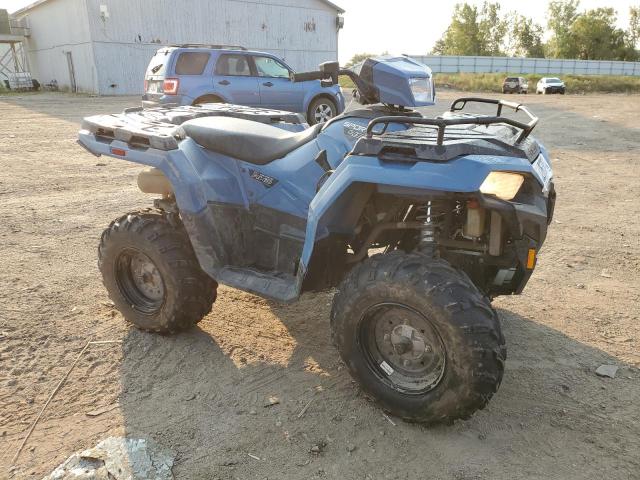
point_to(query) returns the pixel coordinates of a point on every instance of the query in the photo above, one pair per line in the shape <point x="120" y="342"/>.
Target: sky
<point x="411" y="26"/>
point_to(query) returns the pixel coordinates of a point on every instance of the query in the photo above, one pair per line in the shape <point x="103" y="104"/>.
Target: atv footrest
<point x="281" y="288"/>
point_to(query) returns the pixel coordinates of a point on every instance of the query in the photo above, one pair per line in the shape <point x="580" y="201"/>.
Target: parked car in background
<point x="550" y="85"/>
<point x="197" y="74"/>
<point x="515" y="85"/>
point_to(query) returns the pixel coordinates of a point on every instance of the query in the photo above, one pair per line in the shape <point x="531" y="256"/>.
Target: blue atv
<point x="416" y="222"/>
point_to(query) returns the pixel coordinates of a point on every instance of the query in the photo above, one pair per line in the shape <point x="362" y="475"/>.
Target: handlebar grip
<point x="306" y="76"/>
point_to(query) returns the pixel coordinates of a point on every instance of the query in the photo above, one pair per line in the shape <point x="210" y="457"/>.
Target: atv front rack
<point x="457" y="106"/>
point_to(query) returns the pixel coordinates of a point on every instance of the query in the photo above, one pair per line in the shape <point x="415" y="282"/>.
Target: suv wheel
<point x="321" y="110"/>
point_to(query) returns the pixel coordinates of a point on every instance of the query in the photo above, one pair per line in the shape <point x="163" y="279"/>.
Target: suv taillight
<point x="170" y="86"/>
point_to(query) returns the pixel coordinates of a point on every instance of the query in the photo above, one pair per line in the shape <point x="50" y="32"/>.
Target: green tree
<point x="492" y="28"/>
<point x="525" y="37"/>
<point x="634" y="27"/>
<point x="473" y="31"/>
<point x="561" y="14"/>
<point x="361" y="57"/>
<point x="595" y="36"/>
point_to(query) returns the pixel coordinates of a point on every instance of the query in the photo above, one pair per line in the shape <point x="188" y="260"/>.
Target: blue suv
<point x="196" y="74"/>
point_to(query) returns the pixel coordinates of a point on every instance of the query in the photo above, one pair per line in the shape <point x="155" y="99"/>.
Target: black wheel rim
<point x="402" y="348"/>
<point x="139" y="281"/>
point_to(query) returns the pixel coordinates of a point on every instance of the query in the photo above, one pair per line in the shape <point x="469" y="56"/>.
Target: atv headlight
<point x="503" y="185"/>
<point x="422" y="89"/>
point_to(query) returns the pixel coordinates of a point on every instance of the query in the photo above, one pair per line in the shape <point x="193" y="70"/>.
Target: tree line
<point x="586" y="35"/>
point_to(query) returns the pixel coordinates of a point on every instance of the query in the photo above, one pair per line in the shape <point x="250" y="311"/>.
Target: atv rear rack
<point x="457" y="106"/>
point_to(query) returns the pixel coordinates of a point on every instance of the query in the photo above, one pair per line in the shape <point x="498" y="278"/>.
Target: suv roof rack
<point x="204" y="45"/>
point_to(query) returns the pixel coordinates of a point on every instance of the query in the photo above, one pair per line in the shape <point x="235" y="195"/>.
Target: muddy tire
<point x="418" y="337"/>
<point x="151" y="272"/>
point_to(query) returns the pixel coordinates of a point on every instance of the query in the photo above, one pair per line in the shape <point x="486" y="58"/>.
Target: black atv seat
<point x="253" y="142"/>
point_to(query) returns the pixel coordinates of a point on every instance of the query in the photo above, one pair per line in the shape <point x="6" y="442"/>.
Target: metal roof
<point x="40" y="2"/>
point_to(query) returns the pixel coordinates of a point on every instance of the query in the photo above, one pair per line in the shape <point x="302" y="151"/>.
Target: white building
<point x="104" y="46"/>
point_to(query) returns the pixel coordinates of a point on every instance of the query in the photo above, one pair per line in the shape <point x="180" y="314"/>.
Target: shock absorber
<point x="431" y="215"/>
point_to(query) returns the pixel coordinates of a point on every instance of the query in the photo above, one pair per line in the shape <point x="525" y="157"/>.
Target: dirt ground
<point x="203" y="393"/>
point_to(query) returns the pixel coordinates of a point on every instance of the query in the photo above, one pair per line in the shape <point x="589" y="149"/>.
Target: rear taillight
<point x="170" y="86"/>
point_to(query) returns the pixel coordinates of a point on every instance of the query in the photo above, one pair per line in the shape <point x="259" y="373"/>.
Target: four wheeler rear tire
<point x="419" y="337"/>
<point x="151" y="272"/>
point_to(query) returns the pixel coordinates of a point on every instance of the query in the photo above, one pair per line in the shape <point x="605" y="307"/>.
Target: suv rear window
<point x="191" y="63"/>
<point x="158" y="64"/>
<point x="233" y="65"/>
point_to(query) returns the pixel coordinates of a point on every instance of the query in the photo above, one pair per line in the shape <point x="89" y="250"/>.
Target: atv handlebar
<point x="443" y="123"/>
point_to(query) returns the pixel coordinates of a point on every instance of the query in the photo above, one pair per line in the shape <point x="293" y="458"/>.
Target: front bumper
<point x="149" y="101"/>
<point x="555" y="89"/>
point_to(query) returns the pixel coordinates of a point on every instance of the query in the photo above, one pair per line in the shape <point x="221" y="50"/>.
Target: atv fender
<point x="340" y="191"/>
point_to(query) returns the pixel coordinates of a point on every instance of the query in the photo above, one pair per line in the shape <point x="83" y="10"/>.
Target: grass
<point x="492" y="82"/>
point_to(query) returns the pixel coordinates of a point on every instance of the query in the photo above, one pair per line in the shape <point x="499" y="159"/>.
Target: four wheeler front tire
<point x="418" y="337"/>
<point x="151" y="272"/>
<point x="321" y="110"/>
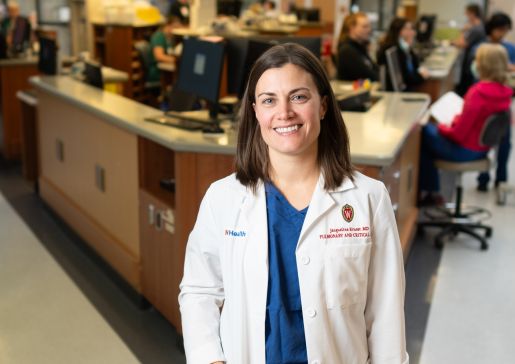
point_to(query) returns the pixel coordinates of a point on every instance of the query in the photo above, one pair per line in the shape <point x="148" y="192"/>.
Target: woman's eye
<point x="298" y="98"/>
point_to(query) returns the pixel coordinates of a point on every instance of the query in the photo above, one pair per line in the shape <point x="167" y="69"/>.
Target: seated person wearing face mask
<point x="401" y="35"/>
<point x="459" y="142"/>
<point x="353" y="61"/>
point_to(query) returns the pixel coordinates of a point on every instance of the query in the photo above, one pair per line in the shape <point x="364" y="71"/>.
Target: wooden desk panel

#### [The task]
All of the data must be set down exactly, with no pictures included.

#### [Response area]
point_to(query) returns the pixel coordinates of a point on every instance of the query in the photo above, one pair per line in the shape <point x="120" y="342"/>.
Target: sky
<point x="411" y="26"/>
point_to(query) returns the pixel coordinates of a point on every instance of the query in the photo above, one pair per line in the shape <point x="103" y="104"/>.
Target: atv footrest
<point x="281" y="288"/>
point_to(query) returns the pixel coordinates of a point on every instance of the query in the photo above, one pair per line in the shape <point x="580" y="201"/>.
Target: parked car in background
<point x="550" y="85"/>
<point x="197" y="74"/>
<point x="515" y="85"/>
point_to(query) returns the pixel coordinates of a point on every instance of the query in the photo above, one pair per line in the shape <point x="531" y="256"/>.
Target: blue atv
<point x="416" y="222"/>
point_to(query) returns the pixel coordinates of a point on every instance of the query in the photo above, one pair per line in the shape <point x="362" y="475"/>.
Target: handlebar grip
<point x="306" y="76"/>
point_to(query) returns the pixel coordinates of a point on every instance of the query in the photo above, one pair per line in the shape <point x="210" y="457"/>.
Target: atv front rack
<point x="457" y="106"/>
point_to(query) returns the pixel coordinates of a point on every instance of the query in the photo above, one pair per line in the shape <point x="415" y="282"/>.
Target: suv wheel
<point x="321" y="110"/>
point_to(query) returns the pixel coordinates of a point on every instance of the query in the photo above, one pair per line in the shape <point x="163" y="279"/>.
Target: suv taillight
<point x="170" y="86"/>
point_to(query) returns the pixel coordinates of a point on every instance of the query in the photo above, one pair per line in the shape <point x="50" y="32"/>.
Target: green tree
<point x="492" y="28"/>
<point x="525" y="37"/>
<point x="634" y="27"/>
<point x="473" y="31"/>
<point x="561" y="14"/>
<point x="361" y="57"/>
<point x="595" y="36"/>
point_to(query) returns the pixel coordinates of a point on every instance of the query in the photo above, one pair per line in the shape <point x="188" y="260"/>.
Target: blue suv
<point x="196" y="74"/>
point_to(query) returns the pixel coordinates of a point on every instance of the query in the photo above, one pair per line in the shape <point x="155" y="99"/>.
Target: black wheel rim
<point x="402" y="348"/>
<point x="139" y="281"/>
point_to(query) returns the pixel coordinates of a point on every instance of the query in the photo above, one pair per line in the shape <point x="469" y="56"/>.
Target: atv headlight
<point x="503" y="185"/>
<point x="422" y="89"/>
point_to(query) returns the pixel coordinates of a point on every instance of the query in the photo above, one pair per line in the shape <point x="193" y="70"/>.
Target: tree line
<point x="586" y="35"/>
point_to(query) returns the pixel coordinates of a point on every instance of the query in the photo above, one pair per line in the shape <point x="250" y="311"/>.
Target: atv rear rack
<point x="457" y="106"/>
point_to(query) returns the pixel coordinates of a point on every instance of the query in the photo above, one pair per line in the shape <point x="498" y="278"/>.
Target: suv roof rack
<point x="204" y="45"/>
point_to(query) returns the pixel coordinates of a point on every instance of the query in the photo above, one pair per line in the shape <point x="235" y="195"/>.
Target: muddy tire
<point x="418" y="337"/>
<point x="151" y="272"/>
point_to(query) returns the pixel coordinates of a point on every instance of the query in the photo above, one pair per line in the shape <point x="486" y="58"/>.
Target: black atv seat
<point x="253" y="142"/>
point_to(query) returns the pixel coordinates of a point on every instance of the query in the photo above, one pair per line in the shape <point x="6" y="442"/>.
Target: metal roof
<point x="40" y="2"/>
point_to(query) returns the pixel coordinates of a point on every instance of the query in the photo above, one pair per line in the shape <point x="302" y="151"/>.
Target: white building
<point x="104" y="46"/>
point_to(query) returns the pixel coordinates of a point on every instance of the query in the photo above, one pair per line in the shape <point x="180" y="314"/>.
Target: shock absorber
<point x="431" y="215"/>
point_to(query) returns the pixel coordinates of a point on every instance of the query in the photo above, one pair per line in the shape <point x="525" y="157"/>.
Target: dirt ground
<point x="203" y="393"/>
point_to(query) returns the pixel coordinates of a point on every instance of the query in the photo above, one pair per line in the shape <point x="589" y="149"/>.
Target: rear taillight
<point x="170" y="86"/>
point_to(query) returns the pixel coordinates of a point on every instance of the query in the photo above, one pair per line in the shape <point x="259" y="373"/>.
Target: four wheeler rear tire
<point x="419" y="337"/>
<point x="151" y="272"/>
point_to(query) returns the pixel coordinates of a point on every instance of the query in the photo above, one pair per line in the shape <point x="605" y="307"/>.
Target: suv rear window
<point x="191" y="63"/>
<point x="158" y="64"/>
<point x="233" y="65"/>
point_to(query) returns the pixel coordinates of a point on every instance of the query in the photo above, one pair per line in the shape <point x="89" y="250"/>.
Target: atv handlebar
<point x="443" y="123"/>
point_to(query) returns the pixel coordinates of a point on every instance of the query in the photo above, one pair per line in the shape <point x="293" y="458"/>.
Target: front bumper
<point x="149" y="101"/>
<point x="555" y="89"/>
point_to(query) returns the pixel coordinates of a point on every instance of the query in the photo above, one pair per line in the shape <point x="221" y="50"/>.
Target: atv fender
<point x="340" y="191"/>
point_to(query) returns the pixel coordinates of a point on every instance of the query in the photo above, one pair per line in the shape <point x="83" y="10"/>.
Target: grass
<point x="492" y="82"/>
point_to(query) returns the pixel coordinates of a point on every instance of the query in the photo above, one pair per line in the shape <point x="499" y="159"/>.
Target: four wheeler front tire
<point x="418" y="337"/>
<point x="151" y="272"/>
<point x="321" y="110"/>
point_to(query) returns the pixel coordinates of a point on every instance of the query in the photo above, one pair per line in the shape <point x="148" y="192"/>.
Target: woman's eye
<point x="298" y="98"/>
point_to(query) returns the pixel coordinates of a point on every instance of the query in the photo above, one pair per line in the shape <point x="167" y="69"/>.
Target: seated person wearing face mask
<point x="401" y="35"/>
<point x="459" y="142"/>
<point x="353" y="61"/>
point_to(query) returns the pixel coordinates of a point on every instance of the query in the photo above, one pair per line in the shape <point x="364" y="71"/>.
Target: wooden desk panel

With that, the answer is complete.